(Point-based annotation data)
┄┄┄┄┄┄┄┄┄┄┄┄┄┄┄┄┄┄┄┄
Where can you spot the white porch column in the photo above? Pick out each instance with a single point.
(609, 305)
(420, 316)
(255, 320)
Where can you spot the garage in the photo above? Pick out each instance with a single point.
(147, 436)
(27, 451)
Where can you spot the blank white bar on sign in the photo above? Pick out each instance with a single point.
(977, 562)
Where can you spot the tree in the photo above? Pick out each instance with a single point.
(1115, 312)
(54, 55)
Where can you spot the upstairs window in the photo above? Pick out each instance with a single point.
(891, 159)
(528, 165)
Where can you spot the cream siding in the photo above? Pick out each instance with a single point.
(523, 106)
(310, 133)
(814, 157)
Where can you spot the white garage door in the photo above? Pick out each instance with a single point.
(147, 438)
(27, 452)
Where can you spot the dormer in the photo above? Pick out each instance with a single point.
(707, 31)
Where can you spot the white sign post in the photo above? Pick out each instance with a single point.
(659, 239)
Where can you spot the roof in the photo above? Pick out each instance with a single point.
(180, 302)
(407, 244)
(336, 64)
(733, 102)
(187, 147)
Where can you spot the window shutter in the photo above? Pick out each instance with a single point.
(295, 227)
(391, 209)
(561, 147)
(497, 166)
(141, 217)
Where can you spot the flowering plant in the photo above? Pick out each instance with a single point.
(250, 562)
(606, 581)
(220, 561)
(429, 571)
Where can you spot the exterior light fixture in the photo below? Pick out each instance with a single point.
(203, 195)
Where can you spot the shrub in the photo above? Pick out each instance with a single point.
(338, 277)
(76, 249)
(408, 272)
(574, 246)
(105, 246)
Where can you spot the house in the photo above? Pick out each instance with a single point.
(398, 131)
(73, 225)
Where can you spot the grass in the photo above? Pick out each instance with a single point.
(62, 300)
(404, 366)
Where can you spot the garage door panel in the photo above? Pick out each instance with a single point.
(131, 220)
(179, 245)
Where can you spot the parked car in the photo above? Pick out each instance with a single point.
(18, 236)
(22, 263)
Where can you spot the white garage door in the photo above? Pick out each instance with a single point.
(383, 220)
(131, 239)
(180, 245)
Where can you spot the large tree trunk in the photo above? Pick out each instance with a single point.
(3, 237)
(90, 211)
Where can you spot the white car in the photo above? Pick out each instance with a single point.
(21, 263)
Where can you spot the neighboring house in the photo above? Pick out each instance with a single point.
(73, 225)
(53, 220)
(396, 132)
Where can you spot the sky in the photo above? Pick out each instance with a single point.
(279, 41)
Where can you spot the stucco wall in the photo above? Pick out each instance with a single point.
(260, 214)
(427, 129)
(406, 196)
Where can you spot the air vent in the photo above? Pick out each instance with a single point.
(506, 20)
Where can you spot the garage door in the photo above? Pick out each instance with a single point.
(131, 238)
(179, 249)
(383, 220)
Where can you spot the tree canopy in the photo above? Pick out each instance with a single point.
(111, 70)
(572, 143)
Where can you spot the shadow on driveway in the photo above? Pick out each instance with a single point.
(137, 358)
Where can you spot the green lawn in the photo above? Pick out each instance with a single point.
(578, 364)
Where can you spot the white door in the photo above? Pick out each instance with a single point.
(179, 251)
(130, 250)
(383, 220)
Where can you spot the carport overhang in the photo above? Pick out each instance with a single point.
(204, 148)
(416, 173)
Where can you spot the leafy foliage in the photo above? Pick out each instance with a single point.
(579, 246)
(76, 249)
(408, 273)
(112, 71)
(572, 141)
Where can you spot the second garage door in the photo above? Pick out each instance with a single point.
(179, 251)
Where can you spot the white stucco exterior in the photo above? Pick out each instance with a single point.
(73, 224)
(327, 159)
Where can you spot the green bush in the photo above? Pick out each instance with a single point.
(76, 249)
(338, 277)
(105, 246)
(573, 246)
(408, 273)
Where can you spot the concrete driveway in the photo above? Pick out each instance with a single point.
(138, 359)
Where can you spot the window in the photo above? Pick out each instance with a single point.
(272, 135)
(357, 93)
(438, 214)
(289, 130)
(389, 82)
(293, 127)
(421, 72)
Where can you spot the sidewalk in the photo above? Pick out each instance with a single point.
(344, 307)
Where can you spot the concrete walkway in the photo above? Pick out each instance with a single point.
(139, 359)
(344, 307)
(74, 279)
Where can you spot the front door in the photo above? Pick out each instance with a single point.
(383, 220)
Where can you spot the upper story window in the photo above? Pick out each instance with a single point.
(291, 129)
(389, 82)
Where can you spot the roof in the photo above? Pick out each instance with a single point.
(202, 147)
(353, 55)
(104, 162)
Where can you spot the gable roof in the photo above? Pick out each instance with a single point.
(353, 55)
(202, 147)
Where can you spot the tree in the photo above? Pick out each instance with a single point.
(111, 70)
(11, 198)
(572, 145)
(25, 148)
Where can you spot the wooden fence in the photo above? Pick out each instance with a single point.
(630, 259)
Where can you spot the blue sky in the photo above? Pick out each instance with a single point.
┄┄┄┄┄┄┄┄┄┄┄┄┄┄┄┄┄┄┄┄
▶ **SET PROBLEM**:
Take the material above and return all of it exactly.

▶ **THE COMPLETED TASK**:
Where can you spot the white porch column in the photo above? Pick out each instance with a single point.
(609, 305)
(420, 316)
(255, 320)
Where can you spot the garage in the photo above? Pick out each instance with a single point.
(147, 436)
(27, 451)
Where can you spot the blank white bar on sign in the photo above? Pick out each instance with a single point.
(977, 562)
Where can you spot the tree in the photo above? Pick out each instance with a single point.
(1115, 312)
(54, 55)
Where can you spot the upstairs window in the photo above? Pick out each instance with a single point.
(891, 159)
(528, 165)
Where can you spot the cream siding in the photo above? Pick out each instance with a single point.
(523, 106)
(310, 133)
(814, 157)
Where can you spot the white garage door in the photo above? Pick out each instance with a single point.
(147, 438)
(27, 452)
Where can you spot the dormer in the photo above? Pick out each instance with a single point.
(707, 31)
Where can you spot the white sign post in the photo above? Pick out each instance with a single point.
(659, 239)
Where can you spot the roof in the photo above? Pick out each instance with a single point.
(180, 302)
(407, 244)
(336, 64)
(733, 102)
(187, 147)
Where can you spot the window shutter in the photo above? Pick out each instance with a single point.
(295, 227)
(391, 209)
(561, 147)
(497, 166)
(141, 217)
Where can you spot the flowering plant in the photo above? Pick out each instance with a single point.
(250, 562)
(606, 581)
(220, 561)
(429, 571)
Where can you spot the exterior light fixture in the photo below? Pick out each instance with a single point.
(203, 195)
Where can you spot the shrub in the photo above? Pick out each instance with a single point.
(338, 277)
(76, 249)
(408, 272)
(574, 246)
(105, 246)
Where can you spot the house in the photo above? Pick out each instance with a single point.
(398, 131)
(73, 225)
Where can you spot the grass in the photo above? Pick out each instance with a single point.
(62, 300)
(404, 366)
Where can you spot the garage door panel in the photo above? Pick out each instance with a single point.
(131, 220)
(179, 245)
Where can you spot the parked car in the photo above? Pick out each instance with a single point.
(18, 236)
(22, 263)
Where can you spot the white garage door in the photo above? Pick out each instance with a single point.
(383, 220)
(131, 239)
(180, 245)
Where can you spot the large tree trunk in the photo above? Pick out each instance with a single point.
(3, 237)
(90, 211)
Where can you spot the white car in the photo above? Pick out each instance with a single point.
(21, 263)
Where can you spot the neighboring house in the photo above? Pick out each instance with a single point.
(73, 225)
(53, 220)
(396, 132)
Where can you spot the sky in the photo above? Pick out each instance with a single point.
(279, 41)
Where can you spot the stucco wall in the photo above? Pick out each instance with a single point.
(260, 214)
(427, 129)
(406, 196)
Where can you spot the air vent in the photo above? Pick out each instance with a single point.
(506, 20)
Where can you spot the garage door in the photo above? Pick out each instance with a single point.
(131, 238)
(179, 249)
(383, 220)
Where can you spot the tree canopy in the photo above? Pick out each instance with a single point.
(111, 70)
(572, 143)
Where can you spot the shadow on driveway in the photo above? Pick out each instance with a single point.
(137, 358)
Where can you spot the green lawn in the photo above? Pick out each instance with a single point.
(578, 364)
Where can you spot the white door in the photo above? Pick out each instance with a single point.
(179, 251)
(130, 250)
(383, 220)
Where can you spot the carport overhang in the photo above? Pick out each instance with a single point.
(204, 148)
(416, 173)
Where can you spot the leafy foliage in the photo above? Pick out each instance with a single point.
(579, 246)
(76, 249)
(408, 273)
(112, 71)
(572, 141)
Where can you spot the second garage door in the photo above? Pick out each instance with a single point.
(179, 251)
Where can you spot the white stucco exterior in the photo above? Pick out each instance with a single point.
(73, 224)
(327, 159)
Where can you spot the green bush in the photo above? Pick out each instance with a single point.
(76, 249)
(338, 277)
(105, 246)
(573, 246)
(408, 273)
Where can you spot the concrete driveway in the photo above? Pick out each instance with a single point.
(138, 359)
Where can you spot the window in the photo above? Pick out each instance with a single point.
(272, 135)
(357, 93)
(438, 214)
(289, 130)
(389, 82)
(293, 127)
(421, 72)
Where can you spot the sidewalk in the photo above? Pick out each instance with a single point.
(344, 307)
Where can you spot the concrete walkway in the photo above? Pick out each instance with a single point.
(139, 359)
(344, 307)
(74, 279)
Where can you spot the front door in the photo above? Pick out each instance with a single point.
(383, 220)
Where can you spot the upper story window in the photo above? Pick out each instance with a single point.
(291, 129)
(389, 82)
Where can you spot the roof in the photo above? Pick out each instance with a single point.
(202, 147)
(353, 55)
(104, 162)
Where can you spot the gable roof in the photo above? Pick out each instance with a single point.
(353, 55)
(202, 147)
Where can you spot the tree in the photo above? Pick out each instance with a single point.
(111, 70)
(11, 198)
(572, 145)
(25, 148)
Where can you spot the wooden fence in the photo above? Pick out each instance with a single point.
(630, 259)
Where can you spot the blue sky in the photo above? Pick out each instance with a single point.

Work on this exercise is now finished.